:: Passage shown ::
__________

Jamie Nack, UW-Extension senior wildlife outreach specialist
Department of Forest and Wildlife Ecology
College of Agricultural and Life Sciences
Total time – 3:06
0:14 – Potential unwanted guests that can cause damage
0:55 – What entry points to seal off
1:34 – Chimneys and overhanging tree branches
2:13 – Garden clean-up to reduce cover
2:57 – Lead out
Lorre Kolb: Keeping unwanted guests out of your home. We’re visiting today with Jamie Nack, Extension Senior Wildlife Outreach Specialist, Department of Forest and Wildlife Ecology, University of Wisconsin-Madison/Extension, in the College of Agricultural and Life Sciences, and I’m Lorre Kolb. Jamie, fall is upon us and we might have some unexpected and unwanted guests?
Jamie Nack: We’re really talking about mice and squirrels and other warm-blooded rodents which don’t make good houseguests and can cause a lot of structural damage by gnawing on wood or even wires within our homes so this is a nuisance and also a potential danger to your family with disease concerns and electrical fires. So one of the first things to do is we want to seal off any entry point, so whether we’re talking about squirrels in the attic or mice in the house, it really doesn’t matter how many times you trap and remove that squirrel, if you don’t take the time to seal off those entry points it is just going to be a continuing, revolving problem.
Lorre Kolb: How can you seal off those points and what should you be looking for?
Jamie Nack: You want to walk around the exterior of your home and look for holes or cracks, paying particular attention to the eaves, fascia boards and flashing; and any rotten wood that you have should be replaced. If you have small holes or cracks, you can fill that with caulk or an expandable foam, but if they’re large, you may have to repair the area. Also if you think about areas where you have pipes or utility outlets that access your home those are good places to screen off, you can use hardware cloth or even buy covers that go over the top of some of those outlets and you’ll want to make sure that your doors and windows are properly sealed; mice can fit into some shockingly small places.
Lorre Kolb: What about gazing higher up?
Jamie Nack: Up high there’s a couple things. So the chimney is a perfect place for critters to enter for shelter in the winter, so check to make sure that your chimney is empty and if you don’t already have a chimney cap you really ought to go and buy one. The cost of a chimney cap will be much less than the cost of hiring somebody to remove a family of raccoons. And then also you want to eliminate any jumping off points; tree limbs that overhang towards your gutters or your rooflines, you’re going to want to trim those back; squirrels are able to use these limbs to access the roof so you want to remove or trim back any branches within eight feet of your home as a good start.
Lorre Kolb: Sounds like you’re also talking about some garden clean up and yardwork?
Jamie Nack: Keeping your house clean – the inside of your house – is probably the number one proven thing a homeowner can do to prevent pests in the winter, so you want to make sure you have food within your house put away and in sealed containers. Outside the home you want to reduce cover just around the immediate footprint or foundation of your home. And then just to note, we do encourage folks who are gardening or have perennial gardens where it’s not right up against the home to leave that vegetation for the winter because it is very important for birds and other invertebrates to overwinter in that habitat, so we certainly encourage messy gardening over the wintertime just not around the immediate home’s foundation.
Lorre Kolb: We’ve been visiting today with Jamie Nack, Extension Senior Wildlife Outreach Specialist, Department of Forest and Wildlife Ecology, University of Wisconsin-Madison/Extension, in the College of Agricultural and Life Sciences, and I’m Lorre Kolb.

__________

:: Data to examine ::
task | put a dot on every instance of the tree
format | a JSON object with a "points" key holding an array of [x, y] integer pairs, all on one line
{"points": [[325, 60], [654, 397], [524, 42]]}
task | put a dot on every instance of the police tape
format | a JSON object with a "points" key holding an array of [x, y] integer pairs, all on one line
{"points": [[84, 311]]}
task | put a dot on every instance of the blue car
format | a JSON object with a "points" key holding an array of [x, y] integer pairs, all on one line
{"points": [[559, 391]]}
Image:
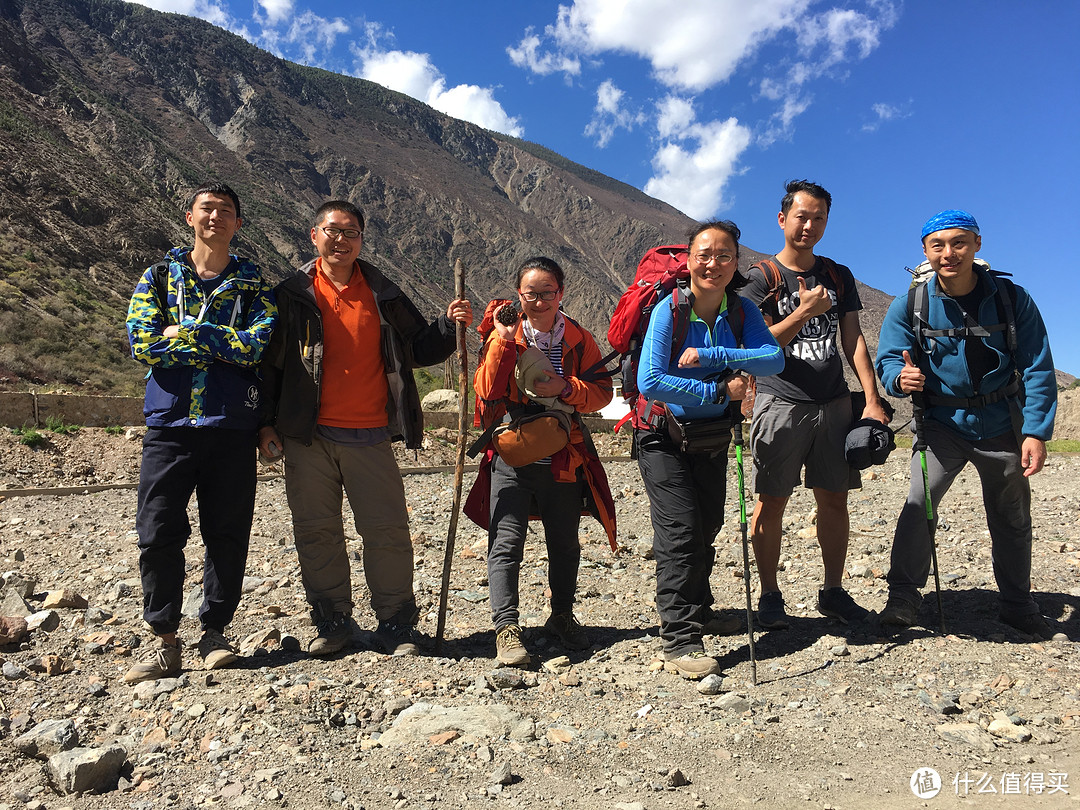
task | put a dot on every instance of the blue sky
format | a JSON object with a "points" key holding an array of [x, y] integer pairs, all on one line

__________

:: Work task ::
According to the interview on keeping unwanted animals out of the home, within what distance of the house should tree branches be removed or trimmed back? The records play no part in this work.

:: Response ::
Within eight feet of the home.